В том же ноябре — пленум ЦК ВЛКСМ. Первый секретарь С. Павлов говорит о задачах комсомола, одной из которых является решительное неприятие таких поэтов, как Евтушенко, Вознесенский, Ахмадулина и подобные им.

Пятого декабря в ленинградской газете «Смена» — статья «О цене “шумного успеха”». Автор ее Н. Лисочкин поражается давке у дверей Дворца искусств им. К. С. Станиславского, девичьим стонам «Ой, мамочка!», нехватке пропусков на вечер «довольно молодого темноволосого человека с блестящими глазами».

Булат Окуджава.

Откуда сие?!

Окуджава, недавний калужский учитель, познакомился с кругом звездных молодых ребят в 1957 году. Еще до того, как он познакомился и сошелся с ними, произошла мизансцена, связанная с Сергеем Наровчатовым, к которому калужский учитель явился как фронтовик к фронтовику, будучи с ним немного знаком. Тот повел его в Дом литераторов:

— Со мной, — сказал Наровчатов дежурной у входа, и меня пропустили! Впервые!

***

### Условие задания
Повторите весь отрывок слово в слово, ничего не меняя. Приведённые далее строки никак не связаны с отрывком.

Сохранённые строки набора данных
***

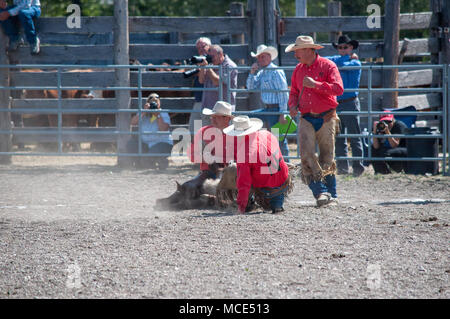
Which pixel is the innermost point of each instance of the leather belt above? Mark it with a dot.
(347, 100)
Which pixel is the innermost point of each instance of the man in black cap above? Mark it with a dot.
(348, 102)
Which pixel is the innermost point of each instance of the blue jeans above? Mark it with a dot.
(329, 183)
(349, 125)
(25, 18)
(271, 120)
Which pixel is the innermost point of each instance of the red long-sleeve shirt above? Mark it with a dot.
(252, 157)
(214, 141)
(321, 98)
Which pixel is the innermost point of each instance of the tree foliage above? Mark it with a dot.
(216, 7)
(220, 7)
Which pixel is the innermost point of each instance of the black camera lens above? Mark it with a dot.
(190, 73)
(381, 127)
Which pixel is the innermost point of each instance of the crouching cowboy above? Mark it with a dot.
(260, 165)
(209, 148)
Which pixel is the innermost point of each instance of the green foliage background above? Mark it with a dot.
(220, 7)
(215, 7)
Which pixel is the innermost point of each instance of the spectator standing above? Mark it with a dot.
(152, 142)
(262, 78)
(20, 12)
(348, 102)
(202, 44)
(210, 78)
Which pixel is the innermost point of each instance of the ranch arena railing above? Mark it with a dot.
(65, 80)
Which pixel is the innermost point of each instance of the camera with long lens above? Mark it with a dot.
(381, 126)
(196, 59)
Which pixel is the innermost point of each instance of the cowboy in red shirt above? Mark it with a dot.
(260, 165)
(211, 148)
(315, 83)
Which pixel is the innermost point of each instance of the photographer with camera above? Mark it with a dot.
(210, 78)
(388, 146)
(151, 142)
(202, 44)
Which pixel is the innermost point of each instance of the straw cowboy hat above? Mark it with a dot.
(243, 125)
(220, 108)
(265, 49)
(345, 39)
(303, 42)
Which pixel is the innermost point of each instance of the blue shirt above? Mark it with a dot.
(270, 80)
(350, 78)
(149, 126)
(22, 4)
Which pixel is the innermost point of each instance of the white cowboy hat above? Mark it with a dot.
(220, 108)
(303, 42)
(243, 125)
(265, 49)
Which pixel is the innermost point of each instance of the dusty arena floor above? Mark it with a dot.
(74, 227)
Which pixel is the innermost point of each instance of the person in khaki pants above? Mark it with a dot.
(315, 83)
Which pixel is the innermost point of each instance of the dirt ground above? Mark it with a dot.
(73, 227)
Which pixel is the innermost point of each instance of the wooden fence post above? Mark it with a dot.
(445, 33)
(5, 117)
(436, 9)
(237, 10)
(334, 10)
(390, 54)
(256, 10)
(122, 76)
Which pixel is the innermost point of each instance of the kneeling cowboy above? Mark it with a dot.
(315, 83)
(260, 165)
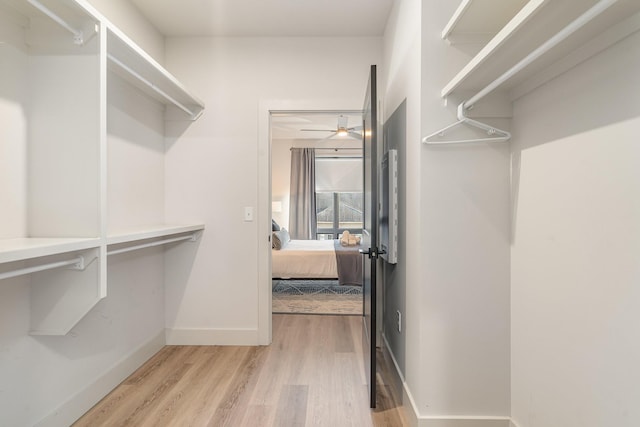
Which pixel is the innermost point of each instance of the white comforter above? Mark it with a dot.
(305, 259)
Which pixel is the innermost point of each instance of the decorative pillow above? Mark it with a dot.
(279, 239)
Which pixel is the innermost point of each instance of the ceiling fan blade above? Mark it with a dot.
(328, 137)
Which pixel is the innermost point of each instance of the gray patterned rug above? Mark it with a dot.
(315, 297)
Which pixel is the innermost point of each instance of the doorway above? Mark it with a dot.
(316, 205)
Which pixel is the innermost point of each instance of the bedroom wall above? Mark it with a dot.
(464, 255)
(575, 246)
(212, 167)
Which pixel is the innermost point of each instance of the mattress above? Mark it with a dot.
(305, 259)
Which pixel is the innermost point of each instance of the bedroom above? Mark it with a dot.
(319, 270)
(518, 288)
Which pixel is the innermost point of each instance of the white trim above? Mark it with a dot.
(466, 421)
(211, 336)
(67, 413)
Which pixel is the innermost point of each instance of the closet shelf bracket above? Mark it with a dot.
(77, 263)
(80, 37)
(493, 134)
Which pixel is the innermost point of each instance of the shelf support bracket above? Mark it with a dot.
(80, 37)
(77, 263)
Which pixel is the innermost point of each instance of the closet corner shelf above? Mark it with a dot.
(26, 248)
(150, 232)
(480, 19)
(134, 65)
(530, 28)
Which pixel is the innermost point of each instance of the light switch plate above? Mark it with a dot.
(248, 214)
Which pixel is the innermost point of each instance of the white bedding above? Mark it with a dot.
(305, 259)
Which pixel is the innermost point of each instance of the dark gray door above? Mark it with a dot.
(370, 233)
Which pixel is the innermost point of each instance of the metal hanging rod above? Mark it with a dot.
(75, 263)
(574, 26)
(152, 86)
(192, 238)
(78, 35)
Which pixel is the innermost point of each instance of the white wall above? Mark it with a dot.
(464, 280)
(401, 80)
(576, 245)
(13, 142)
(52, 380)
(212, 167)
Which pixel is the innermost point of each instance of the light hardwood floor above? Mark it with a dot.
(311, 375)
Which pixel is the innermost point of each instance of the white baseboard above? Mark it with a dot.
(85, 399)
(413, 417)
(466, 421)
(212, 336)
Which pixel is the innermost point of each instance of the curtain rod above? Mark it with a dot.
(330, 148)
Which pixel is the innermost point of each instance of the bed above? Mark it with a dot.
(317, 259)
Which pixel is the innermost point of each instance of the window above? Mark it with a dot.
(337, 212)
(339, 198)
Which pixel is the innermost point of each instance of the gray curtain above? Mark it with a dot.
(302, 203)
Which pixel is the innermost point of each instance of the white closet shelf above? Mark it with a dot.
(26, 248)
(150, 232)
(478, 19)
(138, 68)
(531, 27)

***

### Ответ к упражнению
В том же ноябре — пленум ЦК ВЛКСМ. Первый секретарь С. Павлов говорит о задачах комсомола, одной из которых является решительное неприятие таких поэтов, как Евтушенко, Вознесенский, Ахмадулина и подобные им.

Пятого декабря в ленинградской газете «Смена» — статья «О цене “шумного успеха”». Автор ее Н. Лисочкин поражается давке у дверей Дворца искусств им. К. С. Станиславского, девичьим стонам «Ой, мамочка!», нехватке пропусков на вечер «довольно молодого темноволосого человека с блестящими глазами».

Булат Окуджава.

Откуда сие?!

Окуджава, недавний калужский учитель, познакомился с кругом звездных молодых ребят в 1957 году. Еще до того, как он познакомился и сошелся с ними, произошла мизансцена, связанная с Сергеем Наровчатовым, к которому калужский учитель явился как фронтовик к фронтовику, будучи с ним немного знаком. Тот повел его в Дом литераторов:

— Со мной, — сказал Наровчатов дежурной у входа, и меня пропустили! Впервые!